**Directions:**
Reproduce the ballpark advice text word for word, in full.

Now some words of advice: when you go to the ball game, please do not get up and down 400 times. There are people who actually WATCH the game and you will annoy them with your excessive movement.

There are certain areas of the ball park that get a lot of foul balls (off 1st and 3rd base especially). You better be watching or you might take a ball off your head, face etc. It will be extremely funny to those of us who know to watch.

Beer makes you pee. See request #1.

Never eat anything with the word "extreme" in the title. It only leads to "extreme" gastro-intestinal issues. I speak from experience. I'm just saying.

If a ball hits a foul pole in the outfield, it is a home run.

The infield fly rule is complicated. It was created to do away with easy outs. Here it is: If there are runners on base (and some will say that the bases have to be loaded) and there are less than 2 outs and the infielder can catch the fly ball with ordinary effort, the batter will be out. The runners may advance at their own risk (and I have actually scored a run like this because the short stop didn't know the rule)

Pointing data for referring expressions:

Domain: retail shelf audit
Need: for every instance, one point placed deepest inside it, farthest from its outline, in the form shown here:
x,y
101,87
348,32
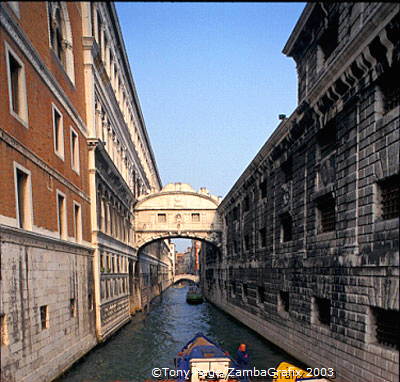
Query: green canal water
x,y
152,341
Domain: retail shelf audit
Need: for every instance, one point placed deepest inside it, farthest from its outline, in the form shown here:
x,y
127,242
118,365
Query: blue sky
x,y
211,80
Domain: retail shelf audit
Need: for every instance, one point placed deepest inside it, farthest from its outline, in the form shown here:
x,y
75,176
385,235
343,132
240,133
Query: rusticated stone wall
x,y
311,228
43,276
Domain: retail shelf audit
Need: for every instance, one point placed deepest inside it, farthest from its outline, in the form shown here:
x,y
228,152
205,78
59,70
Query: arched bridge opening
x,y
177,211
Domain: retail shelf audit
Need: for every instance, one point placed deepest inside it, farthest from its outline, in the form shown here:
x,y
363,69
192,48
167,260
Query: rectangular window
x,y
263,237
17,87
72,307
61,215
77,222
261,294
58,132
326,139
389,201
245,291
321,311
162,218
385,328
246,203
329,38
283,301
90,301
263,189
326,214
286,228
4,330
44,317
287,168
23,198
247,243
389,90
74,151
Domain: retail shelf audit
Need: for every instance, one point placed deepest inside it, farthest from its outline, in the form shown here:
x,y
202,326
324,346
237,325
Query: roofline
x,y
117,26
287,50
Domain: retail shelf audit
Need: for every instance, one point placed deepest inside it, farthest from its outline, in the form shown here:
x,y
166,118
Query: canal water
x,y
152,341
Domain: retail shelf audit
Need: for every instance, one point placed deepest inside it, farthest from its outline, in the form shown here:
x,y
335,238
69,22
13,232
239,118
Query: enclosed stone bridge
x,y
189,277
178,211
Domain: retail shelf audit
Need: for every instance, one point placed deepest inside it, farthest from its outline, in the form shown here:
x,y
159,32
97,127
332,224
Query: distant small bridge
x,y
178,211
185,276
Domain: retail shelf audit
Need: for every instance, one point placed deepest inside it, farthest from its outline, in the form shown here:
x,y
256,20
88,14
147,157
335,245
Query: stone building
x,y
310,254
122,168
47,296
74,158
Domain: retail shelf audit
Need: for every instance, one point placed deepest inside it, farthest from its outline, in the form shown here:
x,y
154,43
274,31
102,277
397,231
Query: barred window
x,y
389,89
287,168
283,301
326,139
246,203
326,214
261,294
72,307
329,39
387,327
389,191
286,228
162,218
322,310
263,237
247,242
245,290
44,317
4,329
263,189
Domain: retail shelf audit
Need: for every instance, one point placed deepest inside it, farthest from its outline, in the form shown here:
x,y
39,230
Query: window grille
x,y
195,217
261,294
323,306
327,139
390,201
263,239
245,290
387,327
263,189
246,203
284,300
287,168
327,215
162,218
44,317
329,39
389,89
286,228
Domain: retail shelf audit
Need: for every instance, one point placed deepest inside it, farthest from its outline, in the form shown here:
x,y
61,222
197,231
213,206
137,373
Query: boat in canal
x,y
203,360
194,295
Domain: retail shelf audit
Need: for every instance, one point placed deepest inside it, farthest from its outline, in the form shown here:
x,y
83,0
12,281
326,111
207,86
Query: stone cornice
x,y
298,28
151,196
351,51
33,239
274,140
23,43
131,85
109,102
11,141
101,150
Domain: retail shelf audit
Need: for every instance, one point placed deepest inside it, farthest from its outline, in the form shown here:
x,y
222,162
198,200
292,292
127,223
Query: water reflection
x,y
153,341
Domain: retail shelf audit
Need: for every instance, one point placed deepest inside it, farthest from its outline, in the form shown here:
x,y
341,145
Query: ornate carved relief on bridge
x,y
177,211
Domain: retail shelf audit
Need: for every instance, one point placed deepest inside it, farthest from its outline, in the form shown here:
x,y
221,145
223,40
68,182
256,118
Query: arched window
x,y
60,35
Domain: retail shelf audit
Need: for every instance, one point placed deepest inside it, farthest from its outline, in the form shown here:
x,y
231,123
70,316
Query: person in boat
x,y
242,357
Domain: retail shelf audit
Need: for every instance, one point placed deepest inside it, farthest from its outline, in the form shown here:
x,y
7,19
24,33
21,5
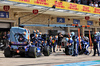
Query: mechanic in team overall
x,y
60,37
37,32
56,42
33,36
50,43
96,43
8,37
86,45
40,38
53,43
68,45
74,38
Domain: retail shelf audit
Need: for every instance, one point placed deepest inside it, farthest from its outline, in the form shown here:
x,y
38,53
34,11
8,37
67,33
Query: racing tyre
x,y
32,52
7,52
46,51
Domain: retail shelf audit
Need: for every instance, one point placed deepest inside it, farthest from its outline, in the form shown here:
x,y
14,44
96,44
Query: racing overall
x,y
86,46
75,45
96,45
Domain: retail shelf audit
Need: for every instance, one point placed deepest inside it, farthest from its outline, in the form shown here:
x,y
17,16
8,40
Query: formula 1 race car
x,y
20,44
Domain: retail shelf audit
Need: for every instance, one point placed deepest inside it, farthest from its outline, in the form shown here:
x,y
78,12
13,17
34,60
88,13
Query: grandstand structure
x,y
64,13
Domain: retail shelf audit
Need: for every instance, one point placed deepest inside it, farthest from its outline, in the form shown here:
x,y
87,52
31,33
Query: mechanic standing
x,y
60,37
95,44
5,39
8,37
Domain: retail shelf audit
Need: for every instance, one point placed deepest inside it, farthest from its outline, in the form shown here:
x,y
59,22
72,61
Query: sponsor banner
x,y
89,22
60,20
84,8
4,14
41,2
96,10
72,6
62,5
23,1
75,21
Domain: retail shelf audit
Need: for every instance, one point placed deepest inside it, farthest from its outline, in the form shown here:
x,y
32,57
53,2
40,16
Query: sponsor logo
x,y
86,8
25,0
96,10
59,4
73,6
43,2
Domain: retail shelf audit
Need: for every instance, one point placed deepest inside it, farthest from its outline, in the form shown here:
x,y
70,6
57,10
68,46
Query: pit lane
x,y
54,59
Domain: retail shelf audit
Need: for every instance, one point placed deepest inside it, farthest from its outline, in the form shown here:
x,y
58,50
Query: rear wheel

**Finished exercise:**
Now some words of advice: when you go to the ball game, please do not get up and down 400 times. There are people who actually WATCH the game and you will annoy them with your excessive movement.

There are certain areas of the ball park that get a lot of foul balls (off 1st and 3rd base especially). You better be watching or you might take a ball off your head, face etc. It will be extremely funny to those of us who know to watch.

Beer makes you pee. See request #1.

Never eat anything with the word "extreme" in the title. It only leads to "extreme" gastro-intestinal issues. I speak from experience. I'm just saying.

If a ball hits a foul pole in the outfield, it is a home run.

The infield fly rule is complicated. It was created to do away with easy outs. Here it is: If there are runners on base (and some will say that the bases have to be loaded) and there are less than 2 outs and the infielder can catch the fly ball with ordinary effort, the batter will be out. The runners may advance at their own risk (and I have actually scored a run like this because the short stop didn't know the rule)